_PROBLEM DETAILS_
Reproduce every entry below word for word, but leave out the pictures.
================
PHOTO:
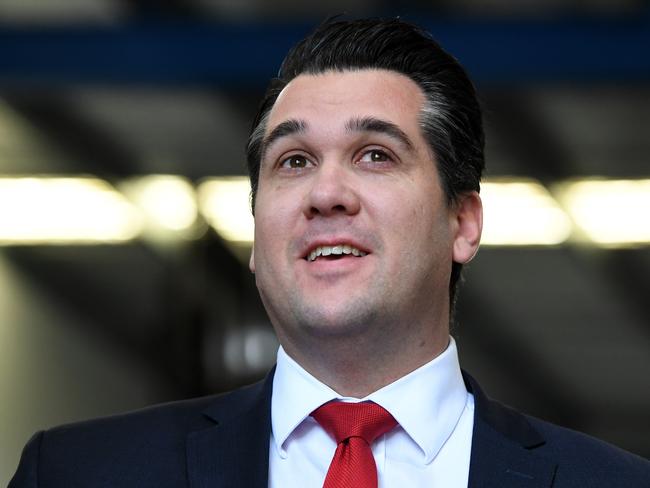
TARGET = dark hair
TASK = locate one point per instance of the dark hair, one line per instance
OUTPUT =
(450, 118)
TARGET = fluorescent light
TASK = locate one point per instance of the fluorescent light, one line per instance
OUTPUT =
(42, 210)
(521, 213)
(610, 213)
(167, 202)
(225, 204)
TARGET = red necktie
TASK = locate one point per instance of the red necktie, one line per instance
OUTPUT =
(354, 426)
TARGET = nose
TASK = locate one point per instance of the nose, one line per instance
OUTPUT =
(331, 192)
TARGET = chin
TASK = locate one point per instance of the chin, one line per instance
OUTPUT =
(337, 321)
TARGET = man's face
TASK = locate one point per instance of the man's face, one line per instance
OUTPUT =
(352, 231)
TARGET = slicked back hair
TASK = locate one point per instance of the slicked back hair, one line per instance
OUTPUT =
(450, 118)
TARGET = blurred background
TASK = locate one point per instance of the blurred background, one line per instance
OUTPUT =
(124, 224)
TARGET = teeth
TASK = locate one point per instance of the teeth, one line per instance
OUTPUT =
(337, 250)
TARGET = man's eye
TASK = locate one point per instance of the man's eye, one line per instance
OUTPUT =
(375, 156)
(295, 162)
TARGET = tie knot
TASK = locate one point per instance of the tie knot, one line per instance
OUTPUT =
(344, 420)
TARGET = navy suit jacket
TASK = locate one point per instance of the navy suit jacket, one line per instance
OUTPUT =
(223, 441)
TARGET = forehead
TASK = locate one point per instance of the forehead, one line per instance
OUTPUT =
(331, 97)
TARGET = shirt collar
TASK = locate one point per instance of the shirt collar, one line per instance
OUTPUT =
================
_RESULT OF THIS EXERCISE_
PHOTO:
TARGET = dark hair
TASK = locate one point per instance of the dark hair, one line per instance
OUTPUT =
(450, 118)
TARGET = fluorescent light
TASK = locate one point per instance of the fluorescent light, one line per instance
OUTPUT =
(42, 210)
(521, 213)
(610, 213)
(167, 202)
(225, 204)
TARGET = red necktie
TASK = locate one point per instance of the red necktie, one line per instance
OUTPUT =
(354, 426)
TARGET = nose
TASK = locate one point per instance of the nose, one line per instance
OUTPUT =
(331, 192)
TARGET = chin
TASK = locate one point per instance of the chin, one line per instance
OUTPUT =
(337, 321)
TARGET = man's face
TASK = locate one point per instance of the man's face, one line per instance
OUTPUT =
(352, 231)
TARGET = slicked back hair
TASK = locate one point per instance of the slicked back hair, one line per instance
OUTPUT =
(450, 118)
TARGET = blurred background
TASK = locate one point per instance of the blurred background, one line per instance
OUTPUT =
(124, 224)
TARGET = teeth
TASK = locate one point per instance of the teeth, one line per instance
OUTPUT =
(337, 250)
TARGET = man's eye
TASK = locate one point per instance of the man's eye, one line per instance
OUTPUT =
(375, 156)
(295, 162)
TARGET = tie knot
TASK = locate one point per instance of the tie knot, one line per instance
OUTPUT =
(344, 420)
TARGET = navy suit jacket
TASK = locate one point per instance of the navy suit jacket, one line per instance
OUTPUT =
(223, 441)
TARGET = forehead
TASK = locate one point per instance of the forehead, one line per instance
OUTPUT =
(331, 97)
TARGET = shirt collar
TASK = locate one point per instance of the shirt collar, one line per instance
OUTPUT =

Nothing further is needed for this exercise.